> _Exercise description_
All of the records must come back exactly. Please repeat them in full.

> _Dataset records_

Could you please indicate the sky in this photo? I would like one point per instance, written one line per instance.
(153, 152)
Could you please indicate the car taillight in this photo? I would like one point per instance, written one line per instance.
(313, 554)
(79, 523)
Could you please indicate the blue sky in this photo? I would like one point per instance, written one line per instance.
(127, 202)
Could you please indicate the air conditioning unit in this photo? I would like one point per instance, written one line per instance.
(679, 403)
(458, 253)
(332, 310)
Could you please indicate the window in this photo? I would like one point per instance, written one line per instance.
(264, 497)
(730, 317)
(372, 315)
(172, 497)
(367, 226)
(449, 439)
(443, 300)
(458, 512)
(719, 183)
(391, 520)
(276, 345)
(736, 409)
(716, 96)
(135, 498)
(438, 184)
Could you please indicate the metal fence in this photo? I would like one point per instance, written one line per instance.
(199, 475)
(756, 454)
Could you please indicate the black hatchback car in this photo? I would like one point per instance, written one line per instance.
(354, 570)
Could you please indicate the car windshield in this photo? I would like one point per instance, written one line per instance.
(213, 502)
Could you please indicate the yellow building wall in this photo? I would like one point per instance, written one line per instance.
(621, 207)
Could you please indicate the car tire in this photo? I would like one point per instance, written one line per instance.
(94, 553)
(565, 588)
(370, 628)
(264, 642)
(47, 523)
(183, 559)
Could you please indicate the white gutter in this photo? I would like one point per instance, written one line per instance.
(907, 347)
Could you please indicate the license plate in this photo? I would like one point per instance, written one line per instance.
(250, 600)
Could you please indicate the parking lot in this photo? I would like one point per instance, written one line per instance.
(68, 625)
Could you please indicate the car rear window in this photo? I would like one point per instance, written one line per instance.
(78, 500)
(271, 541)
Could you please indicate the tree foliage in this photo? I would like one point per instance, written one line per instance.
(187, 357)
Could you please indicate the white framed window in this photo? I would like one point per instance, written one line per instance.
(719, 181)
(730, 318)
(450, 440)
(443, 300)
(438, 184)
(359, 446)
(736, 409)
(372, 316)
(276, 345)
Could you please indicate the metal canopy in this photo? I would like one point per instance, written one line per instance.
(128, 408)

> _Exercise solution_
Could you please indicate the sky in this photo? I would like one point per instance, written one line per instance.
(153, 152)
Could you please indicate the car taillight in this photo? I would like one point per instance, written one line per instance.
(313, 554)
(79, 523)
Could you please indicate the blue sky in this photo? I would like one point per instance, written one line per instance.
(127, 202)
Could you please indicate the air conditioning unit in this photo? I would like one point per instance, written one line per instance.
(679, 403)
(458, 253)
(332, 310)
Could you please indicate the window in this photo? I would like one point per instance, written one line per instance.
(264, 497)
(730, 317)
(372, 315)
(172, 497)
(367, 226)
(449, 439)
(443, 300)
(458, 512)
(719, 183)
(391, 520)
(276, 345)
(736, 409)
(716, 96)
(135, 498)
(438, 184)
Could you please indicate the metal fence in this photo? I would like one point per instance, written one line per instance.
(199, 475)
(756, 454)
Could you please indicate the black hatchback car in this photo? I would like one point per instance, written one line per instance.
(354, 570)
Could you please indicate the car windshield in this photo? I would like one point per instance, written one line per instance.
(213, 502)
Could you please indicate the yellow building wall in this photo? I would like one point per instance, written one line per instance.
(621, 207)
Could you please indicate the car tire in this photo? I would like one point per instance, written one line per instance.
(94, 553)
(565, 588)
(370, 628)
(264, 642)
(47, 523)
(183, 559)
Could you please indicate the white gutter in this photo? I would like one point per instance, written one line per instance.
(907, 347)
Could you please indicate the license plate in this photo? I would like one point per instance, written one line per instance.
(250, 600)
Could you please indicate the parking lot in this photo? I would like one point per instance, written one line per instance.
(68, 625)
Could you please indicate the car rear window in this photo? I would like one point per instance, written one line per instance.
(78, 500)
(271, 541)
Could you please indicate the tree foliage in this photo? I would like one point per instance, written one line per instance.
(187, 357)
Could you please indicate the white framed window in this photo? I would like one point per instance, written one line per instance.
(719, 181)
(730, 318)
(450, 440)
(443, 300)
(438, 184)
(359, 446)
(736, 409)
(372, 316)
(276, 345)
Could you please indicate the metal canopy in this photo? I would like one point per instance, written one line per instance.
(128, 408)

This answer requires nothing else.